Repeat each entry in full, exactly.

Data extract:
######

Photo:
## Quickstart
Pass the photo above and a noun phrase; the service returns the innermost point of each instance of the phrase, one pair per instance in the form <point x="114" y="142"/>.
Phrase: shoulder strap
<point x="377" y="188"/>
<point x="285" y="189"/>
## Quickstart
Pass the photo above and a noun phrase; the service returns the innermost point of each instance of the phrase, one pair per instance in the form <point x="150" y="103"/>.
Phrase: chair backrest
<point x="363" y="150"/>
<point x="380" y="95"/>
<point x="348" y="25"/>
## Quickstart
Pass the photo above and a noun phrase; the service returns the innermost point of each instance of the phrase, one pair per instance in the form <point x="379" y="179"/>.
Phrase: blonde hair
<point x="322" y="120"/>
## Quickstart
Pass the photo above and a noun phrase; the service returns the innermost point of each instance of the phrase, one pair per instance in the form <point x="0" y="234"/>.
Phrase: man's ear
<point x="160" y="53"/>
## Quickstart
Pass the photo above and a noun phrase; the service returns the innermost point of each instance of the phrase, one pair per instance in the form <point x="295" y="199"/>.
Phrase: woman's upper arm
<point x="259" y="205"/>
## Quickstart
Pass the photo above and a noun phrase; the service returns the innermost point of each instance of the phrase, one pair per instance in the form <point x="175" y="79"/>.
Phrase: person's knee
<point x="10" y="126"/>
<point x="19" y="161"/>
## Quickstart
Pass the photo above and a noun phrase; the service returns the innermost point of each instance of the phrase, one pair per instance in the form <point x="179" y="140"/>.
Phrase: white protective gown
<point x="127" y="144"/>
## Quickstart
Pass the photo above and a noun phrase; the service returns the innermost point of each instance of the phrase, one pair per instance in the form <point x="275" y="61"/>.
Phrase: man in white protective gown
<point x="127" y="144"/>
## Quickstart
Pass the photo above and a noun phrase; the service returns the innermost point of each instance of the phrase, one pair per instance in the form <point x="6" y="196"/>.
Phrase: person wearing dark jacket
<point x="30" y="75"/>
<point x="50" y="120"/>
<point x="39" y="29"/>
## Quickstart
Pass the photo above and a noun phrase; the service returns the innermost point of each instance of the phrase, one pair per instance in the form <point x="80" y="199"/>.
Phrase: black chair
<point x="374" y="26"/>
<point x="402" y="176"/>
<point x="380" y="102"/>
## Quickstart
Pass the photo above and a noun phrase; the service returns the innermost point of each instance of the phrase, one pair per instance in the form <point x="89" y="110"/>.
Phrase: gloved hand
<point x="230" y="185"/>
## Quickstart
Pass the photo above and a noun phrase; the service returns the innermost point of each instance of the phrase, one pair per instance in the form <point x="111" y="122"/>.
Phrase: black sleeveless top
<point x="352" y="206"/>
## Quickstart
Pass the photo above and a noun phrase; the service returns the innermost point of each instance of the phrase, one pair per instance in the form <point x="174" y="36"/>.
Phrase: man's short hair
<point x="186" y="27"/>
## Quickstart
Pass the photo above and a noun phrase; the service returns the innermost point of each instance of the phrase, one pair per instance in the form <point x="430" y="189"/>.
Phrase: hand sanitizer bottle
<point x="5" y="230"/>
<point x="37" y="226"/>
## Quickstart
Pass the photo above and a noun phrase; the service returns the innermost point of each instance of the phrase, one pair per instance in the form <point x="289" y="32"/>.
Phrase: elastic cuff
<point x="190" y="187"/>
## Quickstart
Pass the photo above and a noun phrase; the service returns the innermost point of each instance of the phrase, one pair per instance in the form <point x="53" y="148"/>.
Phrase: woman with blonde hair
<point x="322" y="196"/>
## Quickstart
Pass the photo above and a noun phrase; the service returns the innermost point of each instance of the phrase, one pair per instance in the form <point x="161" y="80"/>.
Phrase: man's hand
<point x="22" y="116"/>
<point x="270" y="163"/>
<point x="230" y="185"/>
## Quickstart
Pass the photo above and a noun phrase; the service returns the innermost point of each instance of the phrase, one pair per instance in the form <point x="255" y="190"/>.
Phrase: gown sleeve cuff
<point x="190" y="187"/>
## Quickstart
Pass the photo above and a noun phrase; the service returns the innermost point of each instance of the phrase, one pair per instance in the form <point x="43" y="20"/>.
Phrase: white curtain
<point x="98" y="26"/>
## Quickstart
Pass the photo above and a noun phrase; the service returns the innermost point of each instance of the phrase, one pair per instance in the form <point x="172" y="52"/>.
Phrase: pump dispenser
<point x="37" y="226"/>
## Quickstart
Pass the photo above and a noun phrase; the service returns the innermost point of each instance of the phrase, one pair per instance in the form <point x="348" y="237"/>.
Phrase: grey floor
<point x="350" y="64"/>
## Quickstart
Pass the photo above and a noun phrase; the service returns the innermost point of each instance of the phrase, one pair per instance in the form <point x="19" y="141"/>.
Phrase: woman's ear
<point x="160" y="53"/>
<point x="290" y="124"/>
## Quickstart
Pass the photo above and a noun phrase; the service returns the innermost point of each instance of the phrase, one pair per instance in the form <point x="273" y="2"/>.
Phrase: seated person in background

######

Task solution:
Photo:
## Quickstart
Pass the photo above and a noun phrase; the service returns the innermost point of each instance of the phrase, one pair per instance in the form <point x="114" y="142"/>.
Phrase: shoulder strap
<point x="377" y="188"/>
<point x="285" y="189"/>
## Quickstart
Pass the photo above and a noun phrase; the service returns the innermost point of each instance of the phrase, one pair per instance in the form <point x="150" y="103"/>.
Phrase: chair backrest
<point x="363" y="150"/>
<point x="380" y="95"/>
<point x="348" y="25"/>
## Quickstart
Pass the photo above and a noun phrase; the service returns the innermost point of each instance of the phrase, one pair per instance in the form <point x="379" y="179"/>.
Phrase: blonde hair
<point x="322" y="120"/>
## Quickstart
Pass the photo above and a noun phrase; the service returns the innermost point of each instance of the phrase, one pair per instance in the form <point x="0" y="234"/>.
Phrase: man's ear
<point x="160" y="53"/>
## Quickstart
Pass the photo above and a noun phrase; the service returns the innermost point of each instance of the phrase, one pair per instance in the form <point x="295" y="199"/>.
Phrase: woman's upper arm
<point x="259" y="205"/>
## Quickstart
Pass the photo above and a noun phrase; the service returns the innermost point of each instance of the phrase, one pair per instance in the form <point x="175" y="79"/>.
Phrase: person's knee
<point x="10" y="126"/>
<point x="19" y="161"/>
## Quickstart
Pass the photo above and a noun phrase; the service returns the innermost point of each instance of the phrase, one pair per instance in the form <point x="179" y="140"/>.
Phrase: white protective gown
<point x="127" y="144"/>
## Quickstart
Pass the photo above and a noun phrase; the service returns the innermost point of each instance of the phrase, one pair per instance in the form <point x="275" y="61"/>.
Phrase: man in white protective gown
<point x="127" y="144"/>
## Quickstart
Pass the photo above and a noun phrase; the service returns the innermost point of each instance of the phrase, one pair per instance in the form <point x="6" y="196"/>.
Phrase: person wearing dark jacket
<point x="30" y="75"/>
<point x="50" y="120"/>
<point x="39" y="29"/>
## Quickstart
Pass the photo above and a noun phrase; the service returns the innermost point of each instance of the phrase, one pair per instance in the form <point x="80" y="199"/>.
Phrase: black chair
<point x="374" y="26"/>
<point x="402" y="176"/>
<point x="380" y="102"/>
## Quickstart
Pass the photo above and a noun phrase; the service returns the innermost point of each instance of the phrase, one pair per instance in the form <point x="89" y="110"/>.
Phrase: gloved hand
<point x="230" y="185"/>
## Quickstart
Pass the photo above and a noun phrase; the service returns the innermost point of each instance of the phrase, one pair per instance in the form <point x="111" y="122"/>.
Phrase: black sleeveless top
<point x="352" y="206"/>
## Quickstart
Pass the photo above and a noun phrase; the service returns the innermost point of each instance of the phrase, one pair per instance in the form <point x="174" y="36"/>.
Phrase: man's short hair
<point x="186" y="27"/>
## Quickstart
Pass the photo above and a noun phrase; the service returns the innermost point of each instance of the phrase, one pair per instance in the form <point x="430" y="189"/>.
Phrase: hand sanitizer bottle
<point x="5" y="230"/>
<point x="37" y="226"/>
## Quickstart
Pass the photo above and a noun phrase; the service returns the innermost point of each instance of the phrase, one pair per instance in the form <point x="289" y="32"/>.
Phrase: elastic cuff
<point x="190" y="187"/>
## Quickstart
Pass the photo above and a noun phrase; the service returns the innermost point of each instance of the phrase, one pair per instance in the form <point x="53" y="148"/>.
Phrase: woman with blonde hair
<point x="322" y="196"/>
## Quickstart
Pass the photo above and a noun phrase; the service returns the innermost point of each instance of the phrase, one pair per instance in the form <point x="161" y="80"/>.
Phrase: man's hand
<point x="22" y="116"/>
<point x="270" y="163"/>
<point x="230" y="185"/>
## Quickstart
Pass the photo above and a noun phrase; the service returns the innermost point of each instance of the phrase, one pair per instance in the form <point x="255" y="190"/>.
Phrase: gown sleeve cuff
<point x="190" y="187"/>
## Quickstart
Pass the photo above and a noun phrase; the service returns the innermost point of each instance of the phrase, one pair per instance in the form <point x="43" y="20"/>.
Phrase: white curtain
<point x="98" y="26"/>
## Quickstart
Pass the photo above and a noun phrase; the service returns the innermost point of each instance of the phrase, one pair per instance in the form <point x="172" y="52"/>.
Phrase: pump dispenser
<point x="37" y="226"/>
## Quickstart
Pass the photo above and a noun phrase; the service returns the innermost point of each instance of the phrase, one pair per instance in the form <point x="348" y="237"/>.
Phrase: grey floor
<point x="350" y="64"/>
## Quickstart
Pass the photo above and a noun phrase; the service returns the innermost point of each instance of the phrase, one pair per instance in the form <point x="19" y="141"/>.
Phrase: woman's ear
<point x="160" y="53"/>
<point x="290" y="124"/>
## Quickstart
Pass the photo above and a noun phrase; the service returns the innermost point of each instance of the phrase, one pair per instance in the form <point x="273" y="2"/>.
Phrase: seated person in background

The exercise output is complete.